--- Task directions ---
Quote, word for word, the lines below starting with the line containing "point: yellow and" and ending with the line containing "column 494, row 280", both included.

--- Information provided ---
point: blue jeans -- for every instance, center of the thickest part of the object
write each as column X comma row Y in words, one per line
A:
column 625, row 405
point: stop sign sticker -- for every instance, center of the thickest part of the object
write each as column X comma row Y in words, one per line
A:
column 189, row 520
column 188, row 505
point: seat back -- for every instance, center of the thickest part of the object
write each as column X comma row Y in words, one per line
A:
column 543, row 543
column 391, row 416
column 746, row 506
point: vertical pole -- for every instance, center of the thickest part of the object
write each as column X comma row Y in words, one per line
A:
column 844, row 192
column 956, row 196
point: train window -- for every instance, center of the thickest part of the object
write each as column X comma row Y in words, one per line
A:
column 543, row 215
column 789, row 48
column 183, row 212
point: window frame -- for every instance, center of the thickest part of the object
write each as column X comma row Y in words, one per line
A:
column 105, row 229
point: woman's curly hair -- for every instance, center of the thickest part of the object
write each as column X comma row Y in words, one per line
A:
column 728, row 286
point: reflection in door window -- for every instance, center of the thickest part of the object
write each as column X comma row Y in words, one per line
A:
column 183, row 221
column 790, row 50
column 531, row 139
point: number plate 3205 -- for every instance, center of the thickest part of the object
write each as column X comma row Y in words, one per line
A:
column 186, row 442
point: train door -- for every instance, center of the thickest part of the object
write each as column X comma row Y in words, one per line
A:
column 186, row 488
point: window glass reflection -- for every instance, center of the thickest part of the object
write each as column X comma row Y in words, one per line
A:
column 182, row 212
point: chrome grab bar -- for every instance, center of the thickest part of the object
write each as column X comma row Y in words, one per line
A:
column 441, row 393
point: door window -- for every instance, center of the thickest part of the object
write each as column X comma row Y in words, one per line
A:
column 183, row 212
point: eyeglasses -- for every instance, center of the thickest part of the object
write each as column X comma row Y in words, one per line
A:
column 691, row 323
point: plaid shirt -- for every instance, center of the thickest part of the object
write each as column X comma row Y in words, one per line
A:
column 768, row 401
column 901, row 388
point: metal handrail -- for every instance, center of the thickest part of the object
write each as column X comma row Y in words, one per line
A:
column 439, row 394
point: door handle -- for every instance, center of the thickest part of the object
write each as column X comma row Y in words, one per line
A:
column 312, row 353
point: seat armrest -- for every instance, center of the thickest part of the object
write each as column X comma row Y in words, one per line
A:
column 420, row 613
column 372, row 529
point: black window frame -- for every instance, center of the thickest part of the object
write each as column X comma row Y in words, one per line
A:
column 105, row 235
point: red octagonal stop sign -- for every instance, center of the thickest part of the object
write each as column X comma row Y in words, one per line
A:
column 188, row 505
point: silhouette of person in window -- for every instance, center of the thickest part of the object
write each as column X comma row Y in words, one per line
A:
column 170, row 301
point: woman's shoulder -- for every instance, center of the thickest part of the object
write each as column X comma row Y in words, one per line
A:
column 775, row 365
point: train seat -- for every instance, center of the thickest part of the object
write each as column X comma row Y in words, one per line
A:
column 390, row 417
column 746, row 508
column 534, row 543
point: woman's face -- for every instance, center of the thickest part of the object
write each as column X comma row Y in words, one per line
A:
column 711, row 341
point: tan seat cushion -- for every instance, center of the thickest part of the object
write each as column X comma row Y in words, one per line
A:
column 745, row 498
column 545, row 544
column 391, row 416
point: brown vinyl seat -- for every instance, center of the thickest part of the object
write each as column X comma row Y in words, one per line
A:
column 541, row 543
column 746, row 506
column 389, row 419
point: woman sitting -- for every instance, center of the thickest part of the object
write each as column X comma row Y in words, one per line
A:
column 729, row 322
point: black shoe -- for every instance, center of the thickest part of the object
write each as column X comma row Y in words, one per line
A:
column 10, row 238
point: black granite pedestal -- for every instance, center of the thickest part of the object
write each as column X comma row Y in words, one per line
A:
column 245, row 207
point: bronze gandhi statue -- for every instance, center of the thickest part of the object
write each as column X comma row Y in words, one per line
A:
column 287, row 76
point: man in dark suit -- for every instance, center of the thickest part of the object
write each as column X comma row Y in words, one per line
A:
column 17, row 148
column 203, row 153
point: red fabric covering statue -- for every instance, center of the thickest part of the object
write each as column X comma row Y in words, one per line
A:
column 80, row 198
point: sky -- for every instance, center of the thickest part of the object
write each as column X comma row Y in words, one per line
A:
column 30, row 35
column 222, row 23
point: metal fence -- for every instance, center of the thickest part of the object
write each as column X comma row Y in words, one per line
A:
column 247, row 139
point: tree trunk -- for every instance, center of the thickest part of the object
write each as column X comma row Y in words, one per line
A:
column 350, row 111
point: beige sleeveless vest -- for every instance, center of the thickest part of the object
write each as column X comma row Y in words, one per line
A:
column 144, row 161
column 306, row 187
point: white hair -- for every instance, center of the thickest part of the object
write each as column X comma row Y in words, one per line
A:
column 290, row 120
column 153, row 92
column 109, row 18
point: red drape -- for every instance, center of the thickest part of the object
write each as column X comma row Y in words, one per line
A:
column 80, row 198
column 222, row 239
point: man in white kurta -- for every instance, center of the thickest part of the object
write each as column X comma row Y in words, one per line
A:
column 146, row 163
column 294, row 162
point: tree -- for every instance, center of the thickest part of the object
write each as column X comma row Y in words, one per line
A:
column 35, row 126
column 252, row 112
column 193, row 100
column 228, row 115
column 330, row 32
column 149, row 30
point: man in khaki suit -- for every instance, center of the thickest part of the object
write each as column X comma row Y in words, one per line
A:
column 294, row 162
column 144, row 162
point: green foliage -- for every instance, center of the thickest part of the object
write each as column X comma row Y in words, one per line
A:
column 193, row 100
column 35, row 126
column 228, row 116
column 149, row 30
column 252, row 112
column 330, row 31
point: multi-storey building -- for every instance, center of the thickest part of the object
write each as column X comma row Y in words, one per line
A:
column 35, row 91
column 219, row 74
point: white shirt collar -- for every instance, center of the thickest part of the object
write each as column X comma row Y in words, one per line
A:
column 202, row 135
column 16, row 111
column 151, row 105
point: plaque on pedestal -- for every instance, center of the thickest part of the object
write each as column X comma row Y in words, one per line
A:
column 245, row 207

==

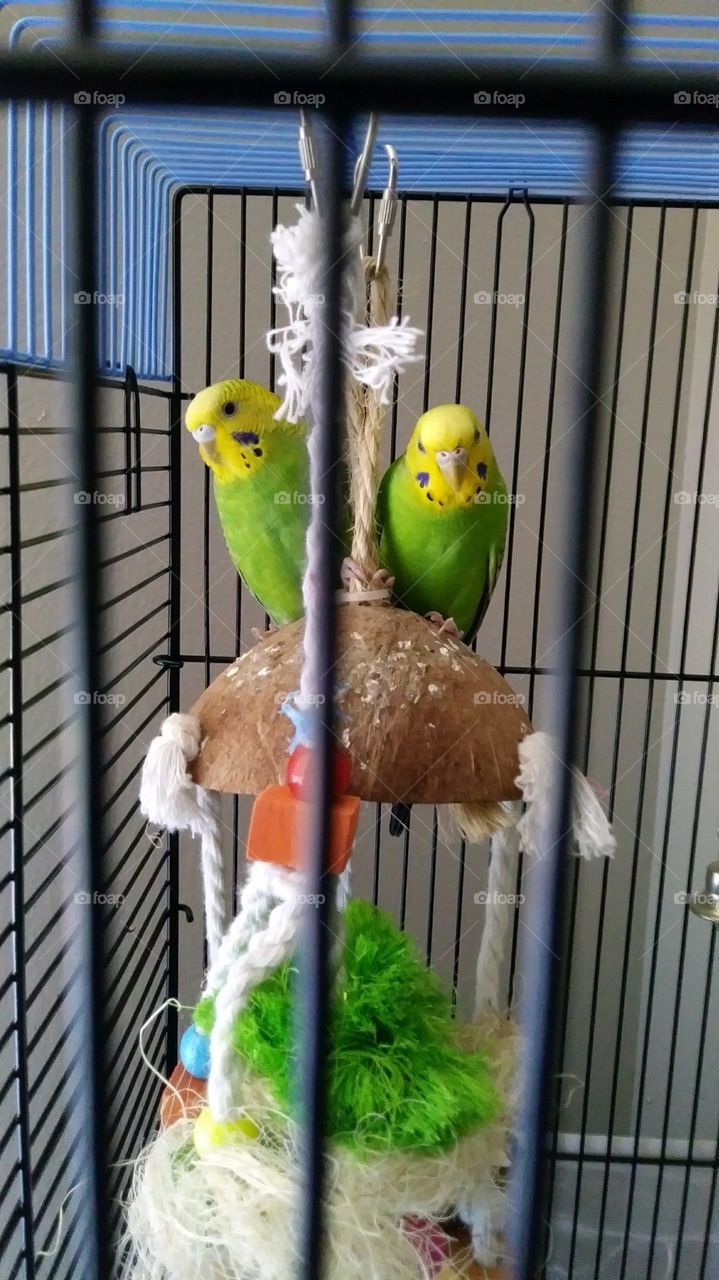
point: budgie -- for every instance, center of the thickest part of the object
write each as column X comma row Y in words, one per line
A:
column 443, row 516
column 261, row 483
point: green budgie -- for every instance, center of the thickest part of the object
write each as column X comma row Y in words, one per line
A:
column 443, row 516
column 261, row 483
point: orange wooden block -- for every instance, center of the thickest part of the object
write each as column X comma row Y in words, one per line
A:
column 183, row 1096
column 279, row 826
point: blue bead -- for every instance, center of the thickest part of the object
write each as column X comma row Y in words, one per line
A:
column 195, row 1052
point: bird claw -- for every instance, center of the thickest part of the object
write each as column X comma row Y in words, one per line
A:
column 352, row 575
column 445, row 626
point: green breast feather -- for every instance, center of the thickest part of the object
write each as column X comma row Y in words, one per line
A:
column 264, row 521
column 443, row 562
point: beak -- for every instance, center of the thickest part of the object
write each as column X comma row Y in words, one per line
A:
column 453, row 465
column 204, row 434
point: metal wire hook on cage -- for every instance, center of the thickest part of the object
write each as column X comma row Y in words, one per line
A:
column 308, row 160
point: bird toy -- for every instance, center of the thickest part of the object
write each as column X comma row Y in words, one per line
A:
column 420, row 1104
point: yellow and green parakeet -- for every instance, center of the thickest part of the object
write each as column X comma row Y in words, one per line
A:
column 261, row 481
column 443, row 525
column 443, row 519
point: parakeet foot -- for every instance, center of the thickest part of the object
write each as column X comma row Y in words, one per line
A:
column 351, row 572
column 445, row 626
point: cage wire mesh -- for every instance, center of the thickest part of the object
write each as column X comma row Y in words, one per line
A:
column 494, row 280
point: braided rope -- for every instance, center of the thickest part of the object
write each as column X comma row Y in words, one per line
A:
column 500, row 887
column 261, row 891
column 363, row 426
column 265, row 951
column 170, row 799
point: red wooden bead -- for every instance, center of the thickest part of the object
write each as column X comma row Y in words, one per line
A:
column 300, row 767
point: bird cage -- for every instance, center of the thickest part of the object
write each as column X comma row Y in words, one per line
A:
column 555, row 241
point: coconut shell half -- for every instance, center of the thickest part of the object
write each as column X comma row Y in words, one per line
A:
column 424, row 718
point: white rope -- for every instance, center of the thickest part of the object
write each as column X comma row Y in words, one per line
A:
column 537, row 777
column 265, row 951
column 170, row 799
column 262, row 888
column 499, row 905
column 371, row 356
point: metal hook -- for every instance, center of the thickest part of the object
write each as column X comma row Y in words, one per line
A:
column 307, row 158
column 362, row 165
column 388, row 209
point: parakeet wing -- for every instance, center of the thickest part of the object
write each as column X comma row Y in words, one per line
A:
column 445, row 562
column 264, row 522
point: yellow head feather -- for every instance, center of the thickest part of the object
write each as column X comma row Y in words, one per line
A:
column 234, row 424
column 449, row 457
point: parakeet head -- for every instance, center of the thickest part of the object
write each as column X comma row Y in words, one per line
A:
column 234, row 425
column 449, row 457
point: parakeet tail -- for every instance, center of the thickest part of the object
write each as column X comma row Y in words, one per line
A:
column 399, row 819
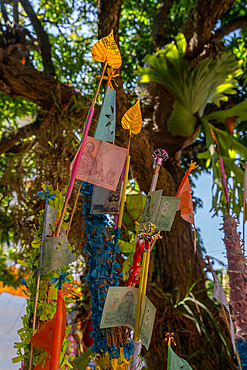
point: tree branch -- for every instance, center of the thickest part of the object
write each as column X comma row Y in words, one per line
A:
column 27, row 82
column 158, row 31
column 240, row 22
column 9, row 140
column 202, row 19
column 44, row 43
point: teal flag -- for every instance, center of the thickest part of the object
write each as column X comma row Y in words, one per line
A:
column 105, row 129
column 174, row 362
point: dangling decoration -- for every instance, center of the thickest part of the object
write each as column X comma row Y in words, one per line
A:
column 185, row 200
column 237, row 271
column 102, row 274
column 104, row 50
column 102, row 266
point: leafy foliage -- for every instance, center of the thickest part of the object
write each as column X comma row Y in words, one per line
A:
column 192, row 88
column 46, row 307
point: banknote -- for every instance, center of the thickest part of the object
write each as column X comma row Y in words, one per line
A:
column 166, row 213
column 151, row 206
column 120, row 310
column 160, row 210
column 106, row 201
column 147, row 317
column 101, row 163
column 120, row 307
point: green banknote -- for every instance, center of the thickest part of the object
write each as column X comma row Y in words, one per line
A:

---

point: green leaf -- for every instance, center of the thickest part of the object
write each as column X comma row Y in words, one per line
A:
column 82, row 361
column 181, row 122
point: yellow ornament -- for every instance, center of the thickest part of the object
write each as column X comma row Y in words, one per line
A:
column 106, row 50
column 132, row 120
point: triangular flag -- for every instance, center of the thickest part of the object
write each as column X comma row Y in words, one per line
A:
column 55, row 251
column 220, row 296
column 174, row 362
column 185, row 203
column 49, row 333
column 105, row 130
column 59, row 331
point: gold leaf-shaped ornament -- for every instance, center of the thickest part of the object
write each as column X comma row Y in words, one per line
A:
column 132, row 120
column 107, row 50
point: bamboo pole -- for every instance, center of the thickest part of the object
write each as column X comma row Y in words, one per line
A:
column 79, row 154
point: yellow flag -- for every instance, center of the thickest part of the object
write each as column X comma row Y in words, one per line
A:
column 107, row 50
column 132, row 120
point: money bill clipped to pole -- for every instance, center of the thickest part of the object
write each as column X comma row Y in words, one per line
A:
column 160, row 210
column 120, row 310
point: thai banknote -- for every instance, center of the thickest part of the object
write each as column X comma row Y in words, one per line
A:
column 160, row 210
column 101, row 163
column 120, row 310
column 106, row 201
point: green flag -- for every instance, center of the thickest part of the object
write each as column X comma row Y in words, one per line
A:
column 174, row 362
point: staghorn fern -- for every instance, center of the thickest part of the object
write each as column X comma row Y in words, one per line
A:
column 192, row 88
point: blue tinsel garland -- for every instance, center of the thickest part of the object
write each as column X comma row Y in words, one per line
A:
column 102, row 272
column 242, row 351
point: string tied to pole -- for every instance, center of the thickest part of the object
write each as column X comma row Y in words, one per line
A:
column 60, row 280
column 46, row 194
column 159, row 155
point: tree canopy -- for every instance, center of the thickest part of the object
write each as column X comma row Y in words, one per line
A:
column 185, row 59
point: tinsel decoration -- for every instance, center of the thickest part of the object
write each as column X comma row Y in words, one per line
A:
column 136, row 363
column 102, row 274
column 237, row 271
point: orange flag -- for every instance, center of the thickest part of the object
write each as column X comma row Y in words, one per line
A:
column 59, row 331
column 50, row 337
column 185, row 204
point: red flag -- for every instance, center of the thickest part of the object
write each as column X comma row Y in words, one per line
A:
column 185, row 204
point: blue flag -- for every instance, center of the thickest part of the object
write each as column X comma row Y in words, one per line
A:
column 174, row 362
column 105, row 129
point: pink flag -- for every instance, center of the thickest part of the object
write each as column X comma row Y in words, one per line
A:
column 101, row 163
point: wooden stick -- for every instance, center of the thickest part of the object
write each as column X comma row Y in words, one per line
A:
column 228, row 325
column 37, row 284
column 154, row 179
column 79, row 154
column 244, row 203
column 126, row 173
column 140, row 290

--- Expected output ---
point: yellow and green parakeet -- for every instance, center of the thickest part of the object
write each as column X comma row Y in words, one per line
A:
column 261, row 481
column 443, row 525
column 443, row 519
point: parakeet foot -- for every instance, center of the thickest part of the object
write each as column X comma row Y in words, one per line
A:
column 351, row 572
column 445, row 626
point: cage wire mesh -- for every instance, center of the thickest part of the object
write each as column X comma row Y in words, one per line
A:
column 494, row 280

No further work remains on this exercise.